THE DATA:

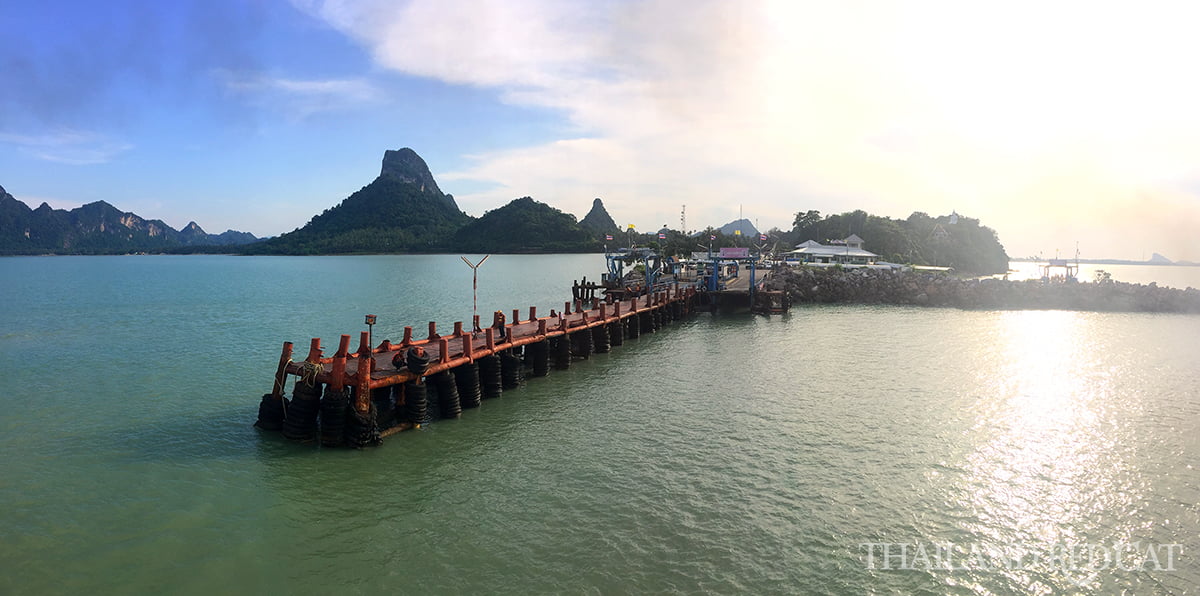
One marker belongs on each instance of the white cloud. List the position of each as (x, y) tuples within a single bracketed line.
[(1051, 122), (300, 97), (70, 146)]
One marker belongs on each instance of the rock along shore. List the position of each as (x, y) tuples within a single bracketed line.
[(888, 287)]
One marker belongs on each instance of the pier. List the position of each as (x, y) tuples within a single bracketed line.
[(366, 395)]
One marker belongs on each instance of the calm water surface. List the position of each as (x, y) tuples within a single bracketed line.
[(725, 455)]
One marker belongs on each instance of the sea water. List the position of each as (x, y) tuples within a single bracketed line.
[(832, 450)]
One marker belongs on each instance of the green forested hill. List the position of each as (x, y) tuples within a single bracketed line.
[(955, 241), (525, 226), (387, 216)]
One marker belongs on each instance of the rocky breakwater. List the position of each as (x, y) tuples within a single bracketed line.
[(888, 287)]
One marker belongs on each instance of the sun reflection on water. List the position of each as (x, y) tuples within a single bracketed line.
[(1047, 464)]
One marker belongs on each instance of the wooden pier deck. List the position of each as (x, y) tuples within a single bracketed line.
[(369, 368)]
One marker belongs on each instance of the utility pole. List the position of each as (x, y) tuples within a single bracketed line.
[(474, 289)]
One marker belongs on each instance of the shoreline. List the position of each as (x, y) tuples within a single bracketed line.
[(913, 288)]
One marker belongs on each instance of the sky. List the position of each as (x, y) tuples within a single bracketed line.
[(1056, 124)]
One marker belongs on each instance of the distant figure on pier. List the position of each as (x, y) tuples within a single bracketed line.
[(498, 323)]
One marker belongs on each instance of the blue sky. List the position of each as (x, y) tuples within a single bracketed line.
[(1053, 124)]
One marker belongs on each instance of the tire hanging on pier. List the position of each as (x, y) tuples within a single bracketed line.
[(334, 405), (415, 360), (562, 347), (361, 427), (581, 343), (466, 378), (449, 403), (415, 403), (271, 413), (600, 338), (385, 407), (490, 375), (617, 332), (539, 357), (300, 425), (511, 369)]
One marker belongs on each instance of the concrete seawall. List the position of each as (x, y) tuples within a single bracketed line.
[(887, 287)]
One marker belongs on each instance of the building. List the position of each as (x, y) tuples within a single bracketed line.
[(843, 252)]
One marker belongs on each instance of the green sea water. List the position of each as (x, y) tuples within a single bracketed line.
[(833, 450)]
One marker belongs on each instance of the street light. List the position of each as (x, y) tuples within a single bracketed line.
[(474, 289)]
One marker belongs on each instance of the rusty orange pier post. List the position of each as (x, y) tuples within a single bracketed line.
[(375, 392)]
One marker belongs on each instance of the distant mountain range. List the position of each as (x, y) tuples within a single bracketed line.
[(1155, 259), (401, 211), (96, 228)]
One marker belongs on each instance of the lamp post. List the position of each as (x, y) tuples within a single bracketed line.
[(370, 321), (474, 288)]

GOAL OF THE EXERCISE: Please repeat the records above exactly, leaving every picture out.

EXERCISE SOLUTION:
One marker belongs on each instance of the white cloud. List the position of each as (x, y) tuples within a single bracketed line.
[(1051, 122), (300, 97), (70, 146)]
One marker belongs on each instance of the rock along shore. List the position of each as (x, y) tuples within a single bracketed line.
[(888, 287)]
One marker belongs on each instance of the pier. List the position of each as (x, y) tuples within a single bracketed line.
[(366, 395)]
One marker belongs on each instance of the calm water surface. List the position of each as (x, y) tuples within a single bracketed line.
[(725, 455)]
One marker belongs on each instance of the sea water. List the position of each as (x, y) tuples within a single bracketed line.
[(832, 450)]
One marker belongs on each instance of the green forested hill. List the position of each as (x, y) tuples within a single bracketed line.
[(955, 241), (525, 226), (387, 216)]
One marker belongs on each instance of the rocky breakwater. List the position of each as (x, y) tuples within a single bracketed line.
[(888, 287)]
One marker belongs on each instance of the sun reflection on water. List the position of each as (x, y) tuples within a single bracketed line.
[(1047, 464)]
One marker belongs on each instance of the wooden pier deck. List the position of each as (x, y) tuples within a single bracketed line.
[(369, 368)]
One marker belongs on each instance of the utility pole. List the position of each as (x, y) tuples within a single bracketed line.
[(474, 289)]
One marker belongs on each instance of the shoreline. List the position of each as (x, y) tuples within a single bracketed line.
[(913, 288)]
One marker belongs on each instance of the sky. List the position of each as (x, y) tuples within a single bracketed line.
[(1056, 124)]
One marker belongs on each instance of the distant figure on pier. List the position of each as (x, y) tuples within a single bracketed line.
[(498, 323)]
One marker belongs on each instance of the blue sky. List the position of each as (x, y) tuples within a single bracketed line.
[(1053, 124)]
One marker belongs on each instance of the tire hanging on pier. List the position of each as (x, y) tuples within a single bracketed line.
[(334, 405), (415, 360), (562, 347), (361, 427), (581, 343), (466, 378), (449, 403), (415, 403), (271, 413), (600, 338), (385, 407), (490, 375), (617, 332), (539, 357), (300, 425), (511, 369)]
One marker belongs on each instance of the concrete seawall. List the position of each as (x, y) tuples within a single bracketed line.
[(887, 287)]
One marker belongs on each instance of the building. List the position of each as (x, y) tuples within a single bracketed line.
[(843, 252)]
One marker belongs on each instance of the green sea water. List the position of each as (x, y) tuples within a single bracketed line.
[(833, 450)]
One marker belongs on each instance of the street light. List the position of each as (x, y) tuples within a single bracketed line.
[(474, 289)]
One marker belongs on each instance of the rusty orange pier post. List the position of each as (x, y) tuples within a single bracketed line.
[(375, 392)]
One marker belongs on each instance of the distant mountain range. List the position of each as (x, y) tuples within a single bracketed line.
[(1155, 259), (401, 211), (96, 228)]
One marker belongs on each instance of the lamp post. List the position of each as (x, y) tuples within a single bracketed line.
[(370, 321), (474, 288)]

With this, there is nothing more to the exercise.